=== Data section ===
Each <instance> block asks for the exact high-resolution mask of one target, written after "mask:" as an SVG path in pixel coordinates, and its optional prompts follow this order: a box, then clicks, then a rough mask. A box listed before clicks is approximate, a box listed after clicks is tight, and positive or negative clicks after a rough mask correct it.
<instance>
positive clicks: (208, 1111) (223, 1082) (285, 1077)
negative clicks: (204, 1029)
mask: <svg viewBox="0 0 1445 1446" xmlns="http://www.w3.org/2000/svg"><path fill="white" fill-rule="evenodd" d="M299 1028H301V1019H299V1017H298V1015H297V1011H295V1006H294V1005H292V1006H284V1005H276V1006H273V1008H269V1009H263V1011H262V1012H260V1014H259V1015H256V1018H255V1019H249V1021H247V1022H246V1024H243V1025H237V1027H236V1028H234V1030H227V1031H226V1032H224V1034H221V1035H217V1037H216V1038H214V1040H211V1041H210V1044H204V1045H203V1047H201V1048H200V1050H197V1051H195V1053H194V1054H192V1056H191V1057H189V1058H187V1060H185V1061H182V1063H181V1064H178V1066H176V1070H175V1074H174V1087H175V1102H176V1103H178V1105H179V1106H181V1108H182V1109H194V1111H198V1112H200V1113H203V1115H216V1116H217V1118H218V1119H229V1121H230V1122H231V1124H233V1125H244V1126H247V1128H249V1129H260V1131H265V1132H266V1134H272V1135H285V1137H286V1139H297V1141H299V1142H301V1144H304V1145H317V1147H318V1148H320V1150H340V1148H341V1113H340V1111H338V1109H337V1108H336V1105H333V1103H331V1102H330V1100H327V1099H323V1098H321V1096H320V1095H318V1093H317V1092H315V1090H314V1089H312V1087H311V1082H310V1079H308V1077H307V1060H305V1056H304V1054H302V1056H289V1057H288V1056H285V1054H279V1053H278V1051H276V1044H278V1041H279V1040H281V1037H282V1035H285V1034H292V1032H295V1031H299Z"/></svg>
===
* What is expected
Copy out every one of the lines above, word for word and with nothing changed.

* Exercise output
Each <instance> block asks for the exact high-resolution mask of one target, written after "mask:" as an SVG path in pixel coordinates, and its optional prompts follow this order: a box, then clicks, then a rough mask. A box listed before clicks is approximate, a box listed after clicks is tight, and positive or negative clicks after a rough mask correct it.
<instance>
positive clicks: (208, 1111) (223, 1082) (285, 1077)
negative clicks: (204, 1029)
mask: <svg viewBox="0 0 1445 1446" xmlns="http://www.w3.org/2000/svg"><path fill="white" fill-rule="evenodd" d="M299 1028H301V1019H299V1017H298V1015H297V1011H295V1006H294V1005H292V1006H284V1005H276V1006H273V1008H269V1009H263V1011H262V1012H260V1014H259V1015H256V1018H255V1019H249V1021H247V1022H246V1024H243V1025H237V1027H236V1028H234V1030H227V1031H226V1032H224V1034H221V1035H217V1037H216V1038H214V1040H211V1041H210V1044H204V1045H203V1047H201V1048H200V1050H197V1051H195V1053H194V1054H192V1056H191V1057H189V1058H187V1060H185V1061H182V1063H181V1064H178V1066H176V1070H175V1074H174V1087H175V1102H176V1103H178V1105H179V1106H181V1108H182V1109H194V1111H198V1112H200V1113H203V1115H216V1116H217V1118H218V1119H229V1121H230V1122H231V1124H233V1125H244V1126H247V1128H249V1129H260V1131H265V1132H266V1134H272V1135H285V1137H286V1139H297V1141H299V1142H301V1144H304V1145H317V1147H318V1148H320V1150H340V1148H341V1113H340V1111H338V1109H337V1108H336V1105H333V1103H331V1102H330V1100H327V1099H323V1098H321V1096H320V1095H318V1093H317V1092H315V1090H314V1089H312V1087H311V1082H310V1079H308V1077H307V1060H305V1056H304V1054H302V1056H289V1057H288V1056H285V1054H279V1053H278V1051H276V1044H278V1041H279V1040H281V1037H282V1035H285V1034H292V1032H295V1031H299Z"/></svg>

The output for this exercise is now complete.